• Exercise inputs

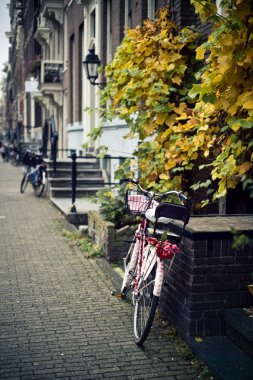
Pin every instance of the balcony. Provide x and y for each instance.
(43, 32)
(53, 9)
(51, 80)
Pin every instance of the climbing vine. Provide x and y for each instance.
(184, 115)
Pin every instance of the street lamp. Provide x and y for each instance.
(91, 64)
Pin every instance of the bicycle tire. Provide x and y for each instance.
(24, 183)
(144, 311)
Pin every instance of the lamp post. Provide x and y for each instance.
(91, 64)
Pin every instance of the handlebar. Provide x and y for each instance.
(179, 194)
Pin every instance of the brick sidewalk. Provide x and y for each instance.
(57, 317)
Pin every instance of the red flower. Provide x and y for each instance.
(166, 250)
(152, 241)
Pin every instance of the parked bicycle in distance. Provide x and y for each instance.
(163, 220)
(35, 173)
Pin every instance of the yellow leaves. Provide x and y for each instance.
(161, 118)
(164, 176)
(224, 64)
(244, 168)
(248, 105)
(236, 126)
(200, 52)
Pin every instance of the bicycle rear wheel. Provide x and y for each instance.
(145, 308)
(24, 182)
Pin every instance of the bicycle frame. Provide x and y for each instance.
(144, 263)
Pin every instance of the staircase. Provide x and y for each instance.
(89, 179)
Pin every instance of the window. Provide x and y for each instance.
(80, 71)
(109, 31)
(128, 13)
(152, 8)
(72, 77)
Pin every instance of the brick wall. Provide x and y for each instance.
(208, 276)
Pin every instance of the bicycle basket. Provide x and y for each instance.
(30, 159)
(137, 203)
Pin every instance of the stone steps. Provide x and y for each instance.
(90, 178)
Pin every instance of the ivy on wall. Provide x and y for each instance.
(181, 114)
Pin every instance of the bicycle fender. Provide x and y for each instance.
(149, 262)
(159, 277)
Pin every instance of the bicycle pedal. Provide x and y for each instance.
(118, 295)
(132, 274)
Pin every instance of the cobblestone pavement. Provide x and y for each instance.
(57, 317)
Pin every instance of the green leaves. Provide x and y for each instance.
(183, 117)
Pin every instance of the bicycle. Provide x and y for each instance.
(158, 233)
(35, 173)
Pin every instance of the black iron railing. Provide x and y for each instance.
(74, 157)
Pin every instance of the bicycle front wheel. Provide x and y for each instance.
(145, 308)
(39, 186)
(24, 182)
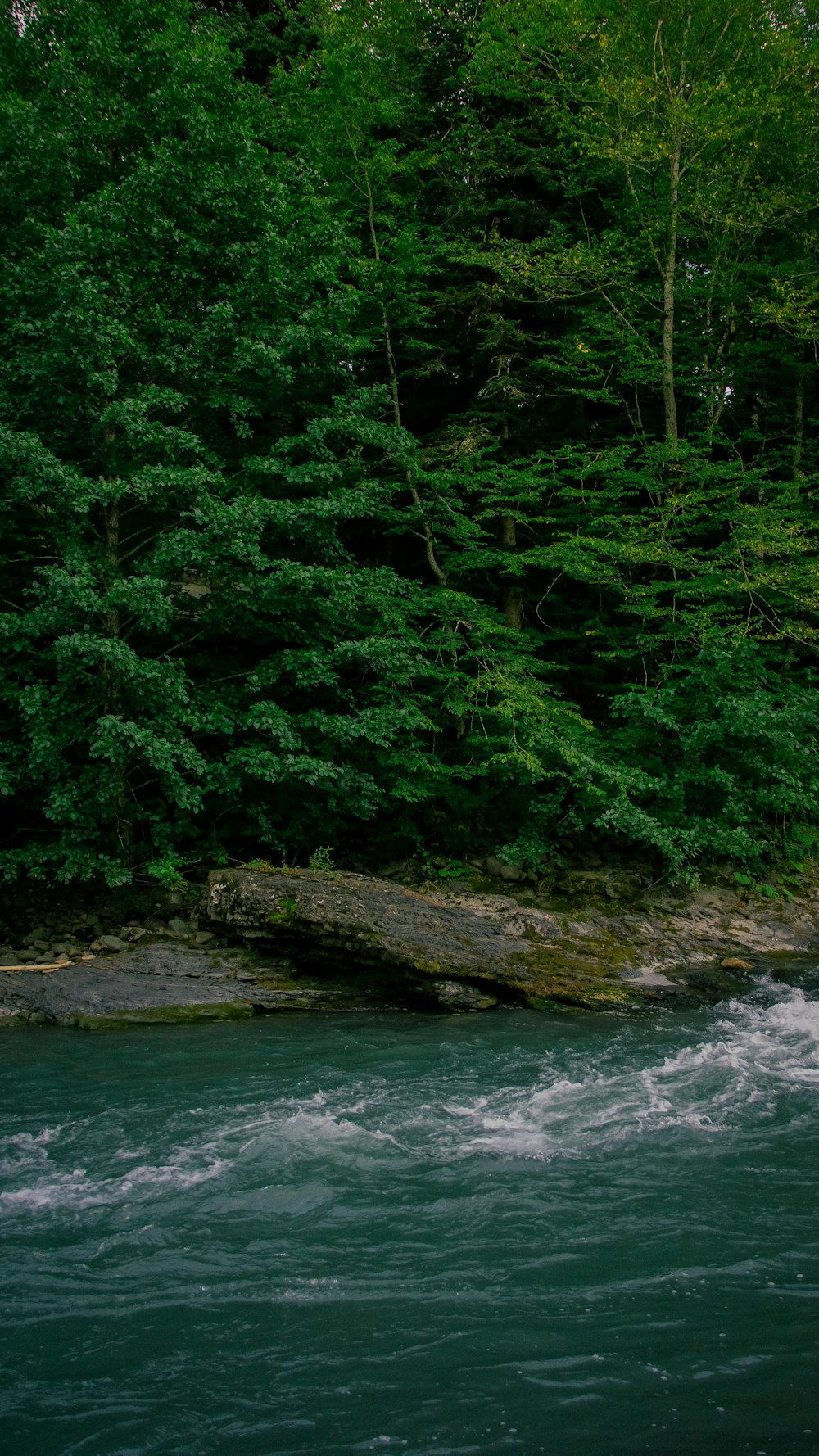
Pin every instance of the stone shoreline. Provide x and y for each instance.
(296, 941)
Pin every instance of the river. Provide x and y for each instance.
(508, 1233)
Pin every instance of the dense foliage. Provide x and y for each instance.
(407, 430)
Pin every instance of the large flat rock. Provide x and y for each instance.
(516, 948)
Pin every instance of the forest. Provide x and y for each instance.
(407, 432)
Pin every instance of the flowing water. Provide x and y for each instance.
(581, 1235)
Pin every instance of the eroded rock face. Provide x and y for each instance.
(426, 941)
(508, 948)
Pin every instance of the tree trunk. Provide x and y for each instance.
(512, 602)
(669, 301)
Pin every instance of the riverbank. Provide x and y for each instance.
(260, 943)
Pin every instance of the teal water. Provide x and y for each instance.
(583, 1235)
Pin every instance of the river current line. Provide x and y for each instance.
(581, 1235)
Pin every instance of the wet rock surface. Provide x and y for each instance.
(522, 948)
(302, 941)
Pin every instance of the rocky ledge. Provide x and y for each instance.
(330, 941)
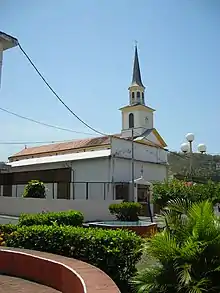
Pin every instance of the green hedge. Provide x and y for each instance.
(72, 218)
(126, 211)
(7, 228)
(116, 252)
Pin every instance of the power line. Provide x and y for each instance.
(55, 93)
(65, 105)
(42, 123)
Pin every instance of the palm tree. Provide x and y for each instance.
(187, 251)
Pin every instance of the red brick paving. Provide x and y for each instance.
(11, 285)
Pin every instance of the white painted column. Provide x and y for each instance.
(72, 184)
(14, 190)
(135, 192)
(1, 61)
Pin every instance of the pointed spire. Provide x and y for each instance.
(136, 78)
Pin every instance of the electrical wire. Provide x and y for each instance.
(55, 93)
(31, 142)
(42, 123)
(65, 105)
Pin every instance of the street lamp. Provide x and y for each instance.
(6, 42)
(187, 147)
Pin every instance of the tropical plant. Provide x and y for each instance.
(35, 189)
(116, 252)
(187, 251)
(170, 190)
(126, 211)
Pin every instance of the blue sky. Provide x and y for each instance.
(85, 49)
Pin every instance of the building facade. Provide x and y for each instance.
(96, 168)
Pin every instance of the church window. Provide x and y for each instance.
(131, 120)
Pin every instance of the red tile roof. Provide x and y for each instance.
(64, 146)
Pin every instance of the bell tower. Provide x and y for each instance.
(136, 115)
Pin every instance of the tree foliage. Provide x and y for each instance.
(35, 189)
(169, 190)
(188, 251)
(126, 211)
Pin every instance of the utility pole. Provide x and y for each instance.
(132, 164)
(6, 42)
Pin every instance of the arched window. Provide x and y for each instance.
(131, 120)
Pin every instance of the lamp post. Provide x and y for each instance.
(6, 42)
(187, 147)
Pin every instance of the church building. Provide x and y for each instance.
(104, 167)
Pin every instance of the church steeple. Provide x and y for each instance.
(136, 89)
(136, 78)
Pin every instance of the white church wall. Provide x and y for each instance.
(18, 190)
(151, 172)
(95, 172)
(153, 138)
(122, 148)
(92, 209)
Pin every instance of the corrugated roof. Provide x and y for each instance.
(63, 146)
(61, 158)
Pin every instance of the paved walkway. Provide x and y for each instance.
(17, 285)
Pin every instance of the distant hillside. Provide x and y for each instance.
(206, 166)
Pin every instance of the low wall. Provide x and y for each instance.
(143, 231)
(92, 209)
(67, 275)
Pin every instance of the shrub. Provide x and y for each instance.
(116, 252)
(5, 230)
(126, 211)
(72, 218)
(35, 189)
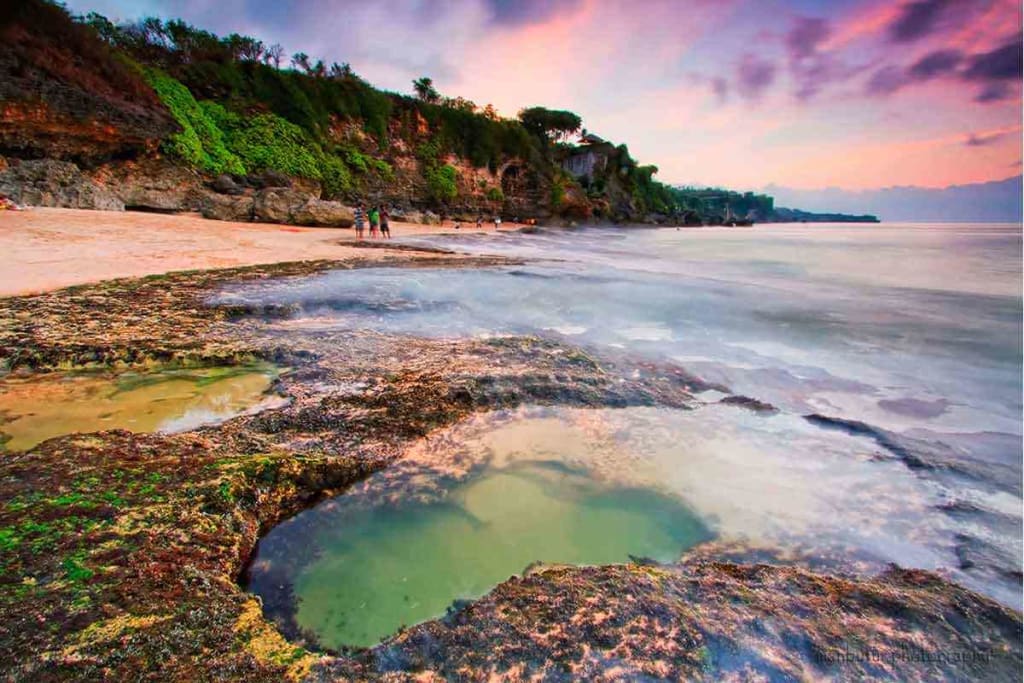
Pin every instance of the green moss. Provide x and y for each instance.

• Aim
Reproduce exactly and only the lines from the line that contains "Pin every instance of the bell" to the end of the data above, both ends included. No pictures go in the copy.

• Solution
Pin every instance of the bell tower. Provide x and y for each instance.
(136, 115)
Pin every instance of the tree foliage. Provide x and y for each instance.
(35, 189)
(169, 190)
(188, 251)
(126, 211)
Pin every instance of the utility pole. Provide x and y for each instance.
(132, 164)
(6, 42)
Pin every instance of the arched window. Provide x and y for each instance.
(131, 120)
Pin every instance of the lamp post. Provide x and y for each instance.
(6, 42)
(187, 147)
Pin every instance of the church building. Provide x and y for each instance.
(104, 167)
Pin every instance of the church steeple. Provide x and y for each instance.
(136, 89)
(136, 78)
Pin every instance of the white church wall. Provide x and y for each instance.
(18, 190)
(151, 172)
(95, 172)
(153, 138)
(122, 148)
(92, 209)
Pin every instance of the corrugated roof. Provide x and y for each instance.
(63, 146)
(61, 158)
Pin every instance of the paved walkway. Provide x and y for each instance.
(17, 285)
Pin every instance of the distant hillside. Provide x and y for each instance.
(206, 166)
Pin every instance of the low wall. Provide x and y for each instance.
(143, 231)
(92, 209)
(67, 275)
Pin every instance of the shrub. Provide x and y for each instance.
(116, 252)
(5, 230)
(126, 211)
(72, 218)
(35, 189)
Pin every instance of the green moss. Provide x and y for each instance.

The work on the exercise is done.